* [Records provided]:
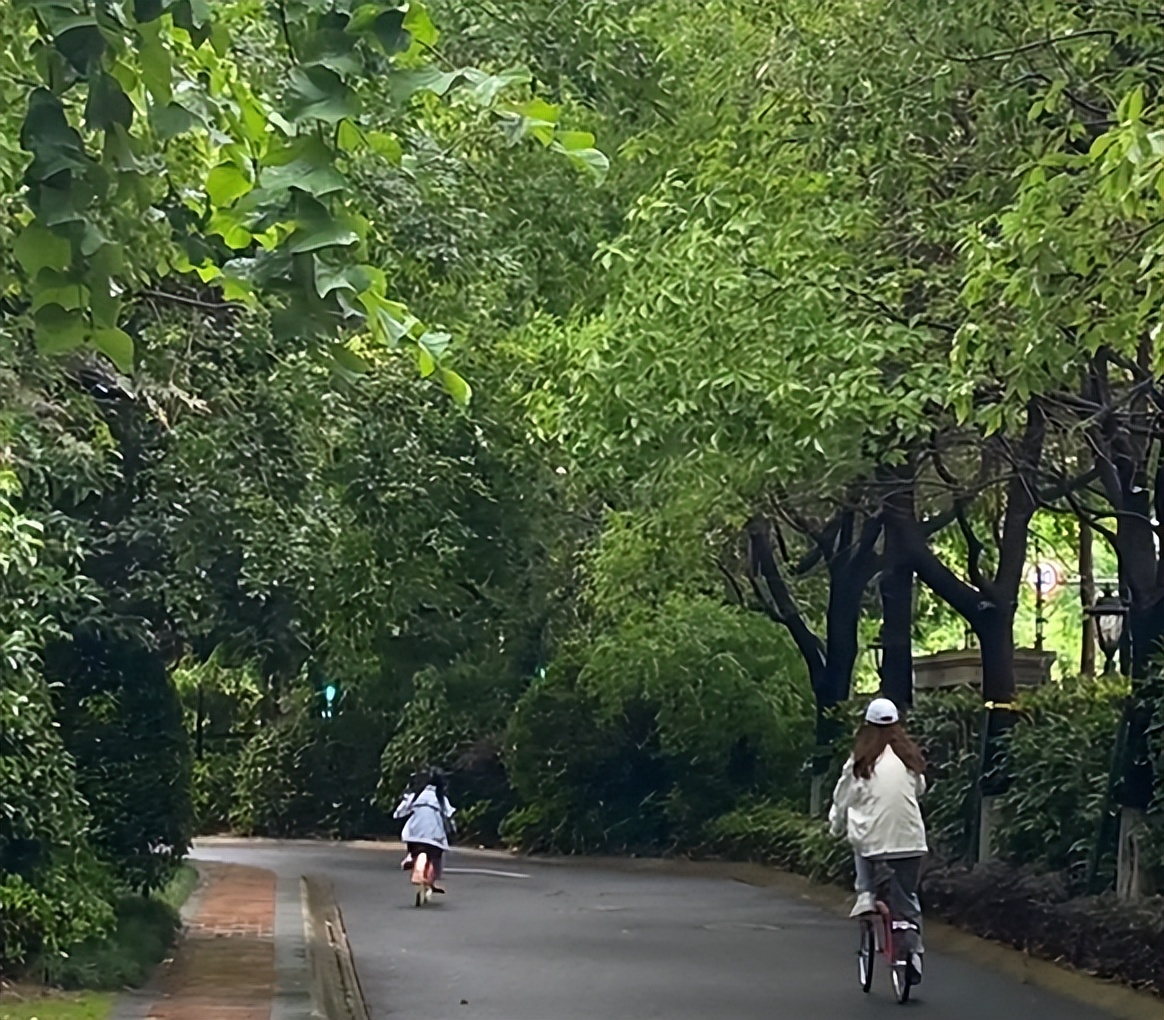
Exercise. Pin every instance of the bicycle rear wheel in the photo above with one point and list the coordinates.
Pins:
(865, 956)
(902, 982)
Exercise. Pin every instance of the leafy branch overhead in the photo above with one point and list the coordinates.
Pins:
(156, 144)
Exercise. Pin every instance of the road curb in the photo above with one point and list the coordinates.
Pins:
(335, 984)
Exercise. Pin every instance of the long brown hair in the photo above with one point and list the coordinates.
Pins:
(871, 742)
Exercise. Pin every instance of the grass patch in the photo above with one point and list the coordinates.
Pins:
(146, 929)
(36, 1004)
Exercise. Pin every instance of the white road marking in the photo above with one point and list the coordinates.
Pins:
(484, 871)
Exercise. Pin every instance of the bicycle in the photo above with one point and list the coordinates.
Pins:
(878, 940)
(424, 875)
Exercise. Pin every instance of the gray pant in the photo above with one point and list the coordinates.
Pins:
(905, 875)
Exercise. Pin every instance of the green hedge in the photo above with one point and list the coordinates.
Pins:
(121, 720)
(782, 836)
(212, 790)
(311, 777)
(671, 720)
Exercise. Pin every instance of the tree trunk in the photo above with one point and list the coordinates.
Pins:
(1087, 597)
(896, 635)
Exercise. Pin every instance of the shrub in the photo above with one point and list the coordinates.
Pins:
(212, 790)
(144, 930)
(52, 889)
(1059, 757)
(306, 776)
(671, 720)
(946, 725)
(780, 835)
(121, 720)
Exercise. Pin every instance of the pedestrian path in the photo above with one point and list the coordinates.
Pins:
(225, 965)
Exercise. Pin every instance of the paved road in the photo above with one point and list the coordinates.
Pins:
(569, 942)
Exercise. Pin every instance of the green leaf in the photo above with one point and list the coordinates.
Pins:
(333, 277)
(37, 248)
(80, 42)
(390, 321)
(172, 120)
(118, 346)
(387, 146)
(54, 142)
(56, 288)
(157, 72)
(193, 18)
(107, 104)
(1134, 104)
(593, 161)
(434, 342)
(306, 165)
(104, 306)
(390, 33)
(228, 224)
(319, 93)
(405, 84)
(348, 137)
(58, 330)
(323, 232)
(455, 387)
(226, 183)
(147, 11)
(573, 141)
(420, 26)
(484, 89)
(348, 360)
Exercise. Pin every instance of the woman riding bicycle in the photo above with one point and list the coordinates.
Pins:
(875, 804)
(430, 820)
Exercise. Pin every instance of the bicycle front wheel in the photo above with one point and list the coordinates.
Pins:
(865, 956)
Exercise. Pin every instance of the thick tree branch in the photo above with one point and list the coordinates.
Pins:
(769, 587)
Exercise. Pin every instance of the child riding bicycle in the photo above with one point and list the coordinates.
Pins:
(875, 804)
(430, 820)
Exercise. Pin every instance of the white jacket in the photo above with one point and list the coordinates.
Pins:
(881, 815)
(427, 822)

* [Task goal]: Restate every record exactly, please; do not copy the pictures.

* [Written solution]:
Exercise. Pin every instance of the bicycle rear wheel in the photo above with one point and list the coordinates.
Pins:
(865, 956)
(902, 982)
Exercise. Pin every instance of the leafy branch overhead in the photo above with one point and list the coordinates.
Pins:
(156, 144)
Exercise. Pin every instance of the road curb in the photo above with one point and list the coordinates.
Pins:
(335, 984)
Exercise. Pin every instance of the long brown hair in the photo above with one point and list the coordinates.
Pins:
(871, 742)
Exercise. Pin every instance of the grass patch in the photo above with one point and list the coordinates.
Pins:
(146, 929)
(36, 1004)
Exercise. Pin every instance of the white road marking in the photo above with one point and list the coordinates.
Pins:
(484, 871)
Exercise. Pin every instance of the bicycle in the photo above with one point and list the coordinates.
Pins:
(878, 940)
(424, 875)
Exercise. Pin every instance of the gray pant in the photo above with one point and list the coordinates.
Pins:
(905, 875)
Exercise. Pin every instance of the green hedge in the photo above with one point and list the coordinates.
Pins:
(121, 720)
(782, 836)
(212, 790)
(311, 777)
(671, 720)
Exercise. Pin every instance of the tree trunk in the photo above with one point and list the coordinates.
Pins:
(1087, 597)
(896, 635)
Exercise. Pin every instance of the shrub in the photo above with one point and list the coordinates.
Pins:
(212, 790)
(144, 930)
(52, 889)
(1059, 757)
(306, 776)
(671, 720)
(946, 725)
(780, 835)
(121, 720)
Exercise. Pin every instance of the pedestrian path in the photo above with one point and list the coordinates.
Pins:
(225, 965)
Exercise. Pin every instance of the paved road in the photo above with one point and list the coordinates.
Pins:
(569, 942)
Exercise. Pin every instance of the green leaf in the photo above with one point and list the coordinates.
Pins:
(333, 277)
(37, 248)
(80, 42)
(390, 321)
(172, 120)
(118, 346)
(387, 146)
(54, 142)
(56, 288)
(157, 72)
(193, 18)
(107, 104)
(1134, 104)
(593, 161)
(434, 342)
(306, 165)
(104, 306)
(390, 33)
(228, 224)
(319, 93)
(405, 84)
(348, 137)
(58, 330)
(323, 232)
(455, 387)
(226, 183)
(147, 11)
(573, 141)
(420, 26)
(484, 89)
(348, 360)
Exercise. Pin every instance of the woman riding bicycle in the photo above with one point and list the coordinates.
Pins:
(875, 804)
(430, 820)
Exercise. Pin every instance of the bicycle front wheel in the photo above with one point and list the coordinates.
Pins:
(865, 956)
Exercise. Pin every instance of the thick tree branch in the photo above with one point and list the coordinates.
Pins:
(769, 587)
Exercise. Pin every instance of the child riding bicycle in the photo above with one point and list the coordinates.
Pins:
(875, 804)
(430, 820)
Exercise. Pin every instance of the white jacket in the photo above with one point and list the coordinates.
Pins:
(881, 815)
(427, 822)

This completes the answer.